EXERCISES
(a) Repeat the succession planning article word for word from "A carefully crafted" to "and philanthropic goals.".
(b) Carry on the succession planning article from the point where it stops.

SOURCE EXTRACT

______________________________

Protect your family’s interests and your company’s continuity

A closely-held family business isn’t just a major asset, it’s the culmination of your life’s work and your passion. Over the years, you perhaps imagined a scenario where you would one day hand over the reins to the next generation. However, whether due to lack of interest, lack of business vision, lack of leadership ability, fundamental technological or economic changes, or some other prohibitive factor, that dream often turns out not to be a viable solution.

This can prove incredibly challenging. On the one hand, you want to ensure the continuity, sustainability and success of the business long after you exit. But as your likely single largest asset, you also want to monetize the equity you’ve built up in order to enjoy the fruits of your labor when you ultimately decide to pursue new ventures or retire.

Planning Ahead

The succession/transition planning process is not something you can afford to put off until you already have one foot out the door. Ideally, it’s a strategy you should begin addressing at least five years prior to your exit. Otherwise, without a well thought-out and comprehensive plan in place at least two years before transitioning, you can expect to leave a good deal of your firm’s potential value unrealized.

Keep in mind that sometimes succession doesn’t adhere to your ideal timetable. What would happen to your business in the event you become unexpectedly incapacitated and unable to work either permanently or for an extended period of time? How would an event of that magnitude impact the value of the business as well as your ability to monetize it? And what would happen to your employees and your clients?

A carefully crafted and funded transition plan created today will not only serve as a road map for all these potential future contingencies, it will afford you an opportunity to better plan for, and ideally minimize, the tax impact of any sale – both from a timing of sale proceeds perspective, as well as an optimal deployment of after-tax proceeds to meet your family’s retirement, estate planning and philanthropic goals.

Looking Internally

Given enough time and with careful planning, selling your interest to one or more partners (assuming you have them), or to next generation successors who you’ve carefully groomed for the role, can prove to be more lucrative and significantly less disruptive.

______________________________

RECORDS SUPPLIED
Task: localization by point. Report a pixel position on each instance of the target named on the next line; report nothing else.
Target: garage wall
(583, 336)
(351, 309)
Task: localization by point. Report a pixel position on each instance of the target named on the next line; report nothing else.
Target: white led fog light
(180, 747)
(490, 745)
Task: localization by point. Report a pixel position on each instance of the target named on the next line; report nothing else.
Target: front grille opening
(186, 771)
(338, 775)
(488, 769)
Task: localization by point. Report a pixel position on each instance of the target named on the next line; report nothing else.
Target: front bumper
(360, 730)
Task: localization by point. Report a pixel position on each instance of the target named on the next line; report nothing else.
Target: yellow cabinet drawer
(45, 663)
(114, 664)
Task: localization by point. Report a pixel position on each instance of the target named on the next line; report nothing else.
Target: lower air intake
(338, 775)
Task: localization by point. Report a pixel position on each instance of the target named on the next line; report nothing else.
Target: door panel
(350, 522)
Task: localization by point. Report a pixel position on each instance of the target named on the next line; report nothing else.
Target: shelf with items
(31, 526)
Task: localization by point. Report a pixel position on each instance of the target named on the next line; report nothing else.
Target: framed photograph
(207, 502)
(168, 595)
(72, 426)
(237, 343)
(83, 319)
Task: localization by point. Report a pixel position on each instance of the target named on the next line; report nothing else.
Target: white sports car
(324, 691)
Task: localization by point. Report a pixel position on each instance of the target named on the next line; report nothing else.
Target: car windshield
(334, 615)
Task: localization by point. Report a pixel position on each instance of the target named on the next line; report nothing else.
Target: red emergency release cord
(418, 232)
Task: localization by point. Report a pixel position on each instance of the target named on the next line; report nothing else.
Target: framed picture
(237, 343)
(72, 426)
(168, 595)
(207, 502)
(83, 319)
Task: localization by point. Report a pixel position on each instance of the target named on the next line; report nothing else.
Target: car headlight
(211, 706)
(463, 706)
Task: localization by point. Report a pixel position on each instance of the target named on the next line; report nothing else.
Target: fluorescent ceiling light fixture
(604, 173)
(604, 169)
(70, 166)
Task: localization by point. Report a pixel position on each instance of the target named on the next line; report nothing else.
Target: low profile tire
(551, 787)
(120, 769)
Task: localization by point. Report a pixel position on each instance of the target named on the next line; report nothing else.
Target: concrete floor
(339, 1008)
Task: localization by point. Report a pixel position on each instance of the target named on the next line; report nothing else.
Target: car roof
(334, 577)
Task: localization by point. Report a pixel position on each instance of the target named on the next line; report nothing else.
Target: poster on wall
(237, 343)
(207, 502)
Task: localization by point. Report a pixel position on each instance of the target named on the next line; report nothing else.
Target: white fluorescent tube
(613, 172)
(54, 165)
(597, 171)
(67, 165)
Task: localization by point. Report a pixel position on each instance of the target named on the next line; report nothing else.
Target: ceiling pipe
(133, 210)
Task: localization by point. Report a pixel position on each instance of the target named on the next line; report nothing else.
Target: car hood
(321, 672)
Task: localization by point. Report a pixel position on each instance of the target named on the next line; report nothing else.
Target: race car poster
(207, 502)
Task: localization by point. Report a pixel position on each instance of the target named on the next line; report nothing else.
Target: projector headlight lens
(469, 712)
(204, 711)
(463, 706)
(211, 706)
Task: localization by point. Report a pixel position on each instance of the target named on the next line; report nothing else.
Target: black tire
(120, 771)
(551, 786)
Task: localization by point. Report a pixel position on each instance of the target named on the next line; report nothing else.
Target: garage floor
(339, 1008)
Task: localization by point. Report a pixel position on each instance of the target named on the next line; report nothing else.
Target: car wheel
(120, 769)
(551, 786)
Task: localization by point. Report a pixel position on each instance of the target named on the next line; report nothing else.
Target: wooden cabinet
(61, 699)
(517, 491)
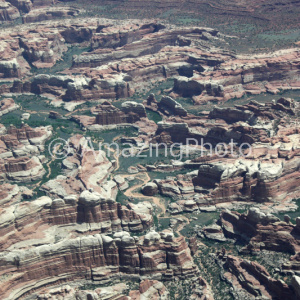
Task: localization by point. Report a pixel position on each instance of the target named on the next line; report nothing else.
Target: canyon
(149, 158)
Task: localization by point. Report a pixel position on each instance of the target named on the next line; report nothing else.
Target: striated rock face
(134, 107)
(8, 12)
(150, 189)
(249, 277)
(107, 114)
(19, 150)
(24, 141)
(96, 257)
(86, 89)
(171, 104)
(37, 15)
(84, 169)
(9, 69)
(42, 50)
(250, 180)
(261, 231)
(7, 105)
(21, 169)
(19, 222)
(243, 75)
(150, 289)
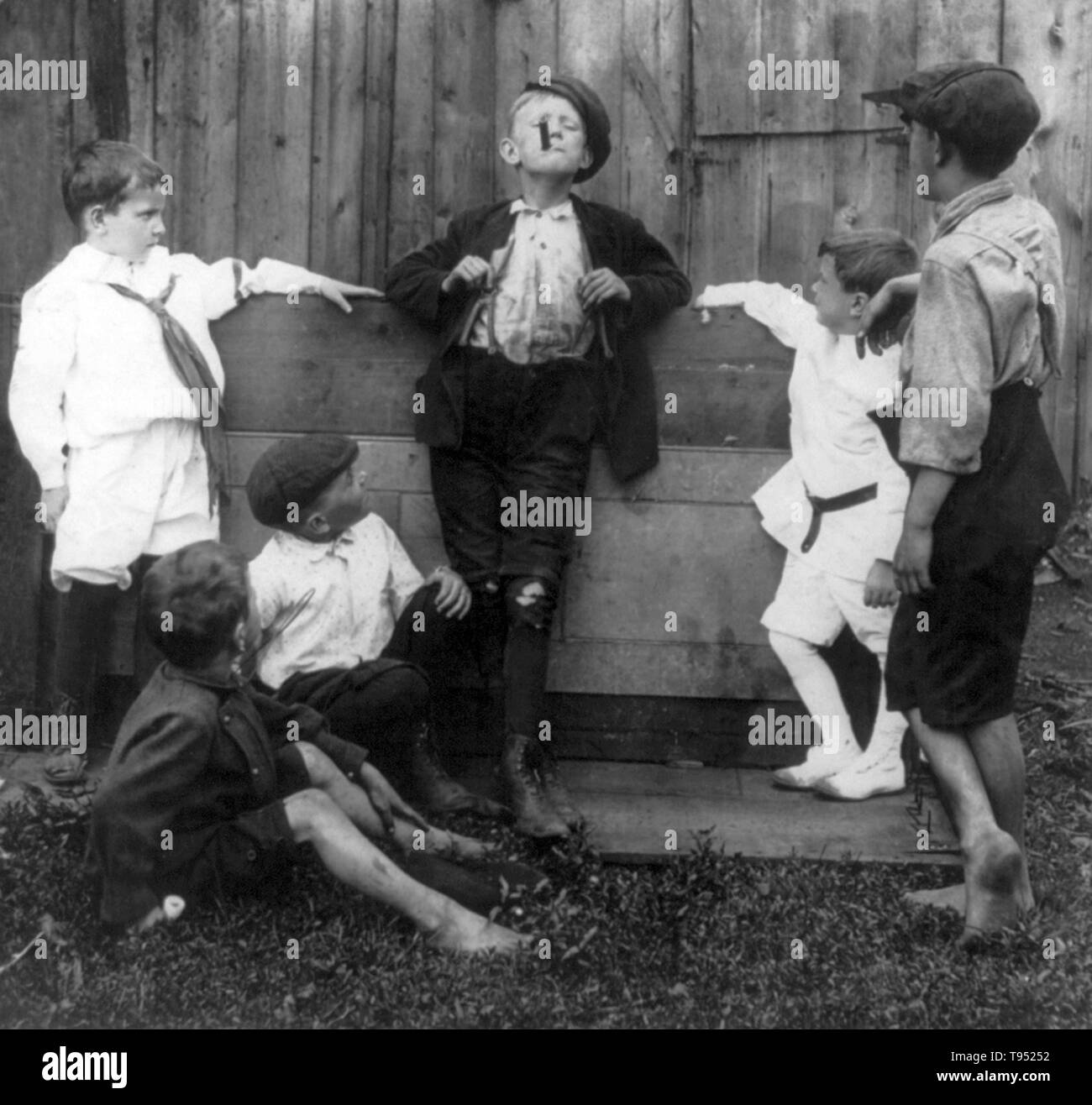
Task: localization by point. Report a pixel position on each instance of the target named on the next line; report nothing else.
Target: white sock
(818, 689)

______________________________

OUTPUTS IN ORDER
(a)
A carefully crafted and funded transition plan created today will not only serve as a road map for all these potential future contingencies, it will afford you an opportunity to better plan for, and ideally minimize, the tax impact of any sale – both from a timing of sale proceeds perspective, as well as an optimal deployment of after-tax proceeds to meet your family’s retirement, estate planning and philanthropic goals.

(b)
These types of arrangements typically involve some mix of an up-front cash payment combined with a longer-term annual payout in exchange for your equity. Other creative solutions (e.g., an extension of permissible company benefits to a certain predetermined age) could also factor into the deal. If you prefer not to have an extended payout, a combination of cash and debt financing may be a preferable solution. For example, if you own a $12MM business with another partner, your $6MM buyout could be comprised of $2MM in cash and a $4MM secured loan that the business finances over the next five years.

Partner Buy-Sell Agreements

These essential business agreements are designed to facilitate the orderly transition of your ownership interest (as well as the ownership interests of your partners) in the event of a planned or unplanned departure. In order to ensure continuity – and avoid all too common situations where a partner becomes incapacitated or dies and their ownership transitions to a spouse or child who has neither an understanding or interest in the business – the agreement needs to be carefully structured and
FUNDED.

Frequently, these ”buy-sell” agreements are funded with life insurance policies. So, the sooner an agreement can be put in place and funded (when both you and your partners are younger and healthier), the less costly the policy premiums will be. In many instances, having a buy-sell agreement in place:

• Ensures you have a buyer in place
• Provides your partners with the funds needed to purchase your ownership interest
• Helps you establish the business’ actual value (enabling you to pre-plan estate and tax obligations)
• Reduces the chance of a forced sale to an unwanted buyer

Selling to a Third Party

If you don’t have a viable family member, partner or successor employee, then an external sale to a 3rd party may be the most feasible option. At first blush, this may even appear to be the most lucrative option.

Price is an important consideration, but so are the terms of the deal, the alignment of both the buyer’s interests and yours, your future post-sale role (if any), the seamless integration of your employees, and the cultural fit.

Any external sale may involve a promissory note with annual payments over a number of years. The final price paid may be predicated on the business’ ongoing performance, client retention, revenue, and profitability.

Generating Liquidity without Relinquishing Control

Often, we sit down with owners who are still many years from exiting their extraordinarily successful businesses, but cash flow challenged. For years, these individuals have focused so intently on reinvesting to grow the business that they’ve been reluctant to take out too much cash. The business flourishes, but their personal liquid wealth outside the business lags far behind.

There are, however, ways to extract equity without selling the business or even giving up control.
Three of the most common are:

• Dividend recapitalizations – by using a term loan, you have the ability to extract considerable equity from the business without draining cash reserves (assuming annual cash flow is more than sufficient to pay back the loan).

• ESOPs – employee stock ownership plans (ESOPs) are specifically designed to facilitate the transfer (over time) of some or all of your equity interests to your employees. By selling less than 50% of your ownership to the ESOP, you’re still able to retain control while monetizing a portion of your equity. These tax-qualified
retirement plans offer valuable tax benefits and liquidity for you, while at the same time serving as an important retention tool for valuable employees.

• Working capital line – Obtaining a well-structured line of credit with a strategically aligned bank to fund peak seasonal needs is relatively easy, and with today’s historically low interest rates, extremely economical.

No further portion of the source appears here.